▸ O que fazer: Retome o trecho sobre a Reforma Psiquiátrica no Brasil e dê continuidade a ele a partir da última frase apresentada.

Descriptors: Mental Health; Psychiatric Reform; Challenges; Unified Health System (SUS).

1 .INTRODUÇÃO

Os movimentos de transformação na psiquiatria que ocorreram na Europa e nos Estados Unidos, após a Segunda Guerra Mundial tiveram importante influência nas mudanças na saúde mental no Brasil. No entanto, a psiquiatria democrática italiana, oriunda das experiências de Franco Basaglia e seu grupo em Gorizia e Trieste, é que influencia fortemente as transformações nas práticas e na política de atenção em saúde mental no Brasil. (AMARANTE,1995).

No Brasil, a Reforma Psiquiátrica foi um processo que surgiu de forma mais concreta, contexto da luta contra a ditadura, no início da década de 1970, principalmente, a partir da conjuntura da redemocratização, no final da década (AMARANTE, 1998).

De acordo com Amarante, esta tendência está caracterizada pela crítica epistemológica ao saber médico constituinte da psiquiatria. É nesta tendência que o movimento pela reforma psiquiátrica brasileira se inspira. E este movimento, por sua vez, identifica-se com a trajetória de desinstitucionalização prático-teórica desenvolvida por Franco Basaglia, na Itália. As ideias de Basaglia chegam ao Brasil, sobretudo em virtude da repercussão internacional do processo italiano que englobou a desativação do hospital de Gorizia, a criação da ” psiquiatria democrática” e de ” redes alternativas à psiquiatria” e, posteriormente, a promulgação da Lei 180 na Itália, conhecida como Lei Basaglia.

▸ Dados fornecidos:
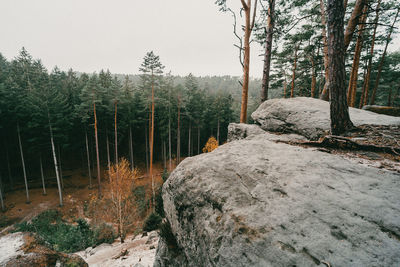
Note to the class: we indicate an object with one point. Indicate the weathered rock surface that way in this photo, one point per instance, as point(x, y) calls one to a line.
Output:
point(309, 116)
point(21, 249)
point(255, 202)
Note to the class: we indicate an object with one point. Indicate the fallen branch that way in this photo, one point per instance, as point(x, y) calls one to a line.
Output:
point(340, 142)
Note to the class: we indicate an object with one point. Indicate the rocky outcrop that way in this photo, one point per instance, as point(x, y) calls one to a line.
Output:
point(309, 116)
point(22, 249)
point(258, 202)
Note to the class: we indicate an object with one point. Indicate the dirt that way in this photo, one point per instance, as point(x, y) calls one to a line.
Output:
point(76, 193)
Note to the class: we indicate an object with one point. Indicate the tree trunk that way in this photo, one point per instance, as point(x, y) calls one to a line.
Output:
point(169, 144)
point(378, 75)
point(352, 90)
point(131, 146)
point(313, 78)
point(246, 59)
point(325, 93)
point(3, 208)
point(353, 22)
point(42, 175)
point(339, 111)
point(189, 139)
point(294, 71)
point(108, 152)
point(218, 131)
point(268, 50)
point(9, 168)
point(147, 147)
point(53, 149)
point(198, 140)
point(178, 137)
point(88, 158)
point(60, 168)
point(368, 76)
point(97, 150)
point(152, 138)
point(23, 165)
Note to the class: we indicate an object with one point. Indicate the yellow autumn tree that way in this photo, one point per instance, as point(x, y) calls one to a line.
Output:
point(121, 182)
point(210, 145)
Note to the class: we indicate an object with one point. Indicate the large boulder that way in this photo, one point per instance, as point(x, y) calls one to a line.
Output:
point(256, 202)
point(309, 116)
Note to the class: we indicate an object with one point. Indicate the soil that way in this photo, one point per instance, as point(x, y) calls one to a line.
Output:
point(76, 193)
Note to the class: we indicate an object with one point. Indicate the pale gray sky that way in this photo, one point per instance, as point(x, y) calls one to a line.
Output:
point(88, 35)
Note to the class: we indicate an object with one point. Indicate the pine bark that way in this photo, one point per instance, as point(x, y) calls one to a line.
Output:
point(294, 71)
point(23, 165)
point(268, 50)
point(339, 111)
point(53, 149)
point(42, 175)
point(97, 150)
point(378, 75)
point(325, 93)
point(353, 22)
point(352, 89)
point(88, 159)
point(368, 76)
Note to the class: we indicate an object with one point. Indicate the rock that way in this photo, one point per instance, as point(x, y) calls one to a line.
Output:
point(21, 249)
point(309, 116)
point(255, 202)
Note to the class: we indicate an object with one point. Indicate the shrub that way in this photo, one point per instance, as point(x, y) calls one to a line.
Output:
point(105, 234)
point(152, 222)
point(58, 235)
point(210, 145)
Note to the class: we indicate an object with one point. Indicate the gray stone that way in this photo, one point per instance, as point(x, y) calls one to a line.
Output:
point(255, 202)
point(309, 116)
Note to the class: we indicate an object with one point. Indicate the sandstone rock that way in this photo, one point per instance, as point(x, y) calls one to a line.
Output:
point(255, 202)
point(309, 116)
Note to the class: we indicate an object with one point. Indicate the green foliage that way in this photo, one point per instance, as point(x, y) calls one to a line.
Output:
point(60, 236)
point(152, 222)
point(168, 236)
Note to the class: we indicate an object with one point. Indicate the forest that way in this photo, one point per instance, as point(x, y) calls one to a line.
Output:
point(57, 121)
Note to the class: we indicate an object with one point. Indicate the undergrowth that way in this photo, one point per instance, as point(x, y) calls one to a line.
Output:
point(60, 236)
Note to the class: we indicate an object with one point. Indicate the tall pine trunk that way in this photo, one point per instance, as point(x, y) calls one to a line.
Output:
point(352, 90)
point(378, 75)
point(23, 164)
point(169, 144)
point(190, 131)
point(198, 139)
point(368, 76)
point(9, 168)
point(294, 71)
point(339, 110)
point(3, 208)
point(108, 152)
point(131, 146)
point(325, 93)
point(97, 149)
point(178, 137)
point(146, 146)
point(60, 167)
point(53, 149)
point(268, 50)
point(42, 175)
point(88, 158)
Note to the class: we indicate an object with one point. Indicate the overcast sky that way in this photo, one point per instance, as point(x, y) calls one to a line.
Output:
point(89, 35)
point(190, 36)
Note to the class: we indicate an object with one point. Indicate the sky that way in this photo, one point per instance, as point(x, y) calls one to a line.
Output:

▸ Espaço para resposta:
No final da década de 1970, houve uma necessidade urgente de desenvolver uma estratégia severa para a saúde no país, a política nacional de saúde mental no Brasil. O sistema psiquiátrico, baseado principalmente em numerosos hospitais, eram considerados durante longas datas um escândalo, caracterizado pela má qualidade de atendimento e frequentes violações dos direitos humanos (BIRMAN; COSTA; AMARANTE, 1994). A reforma dos serviços de saúde mental era urgente. As primeiras reformas no Brasil implementadas em algumas cidades iniciaram-se (por exemplo em Santos, São Paulo), desempenharam um papel importante no desenvolvimento de um modelo da situação brasileira, dando uma contribuição inestimável para a primeira fase da construção da Política de Saúde Mental do País; fazendo parte do processo de redemocratização iniciado no Brasil gradualmente integrado nos níveis do legislativo, administrativo e fiscal (BIRMAN; COSTA; AMARANTE, 1994).

No final dos anos 70 e início dos anos 80 foi o período que se iniciou o desenvolvimento dessa Reforma, e como fruto da efervescência de segmentos da sociedade que lutavam por conquistas sociais durante o processo de redemocratização do país após ditadura militar. A constatação da violência praticada por hospitais psiquiátricos principalmente em São Paulo, Rio de Janeiro e Minas Gerais já vinha sendo revelada pela imprensa da época (BARRANCOS; QUARTIERO, 2021).

Concomitante com a Reforma Sanitária e a criação do SUS, inicia-se uma mudança radical na oferta de serviços na saúde mental, a VIII Conferência Nacional de Saúde (CNS), realizada no ano de 1986, contou com a participação de técnicos do setor saúde, de gestores e da sociedade organizada, propondo um modelo de proteção social com a garantia do direito à saúde integral (BRASIL, 2011).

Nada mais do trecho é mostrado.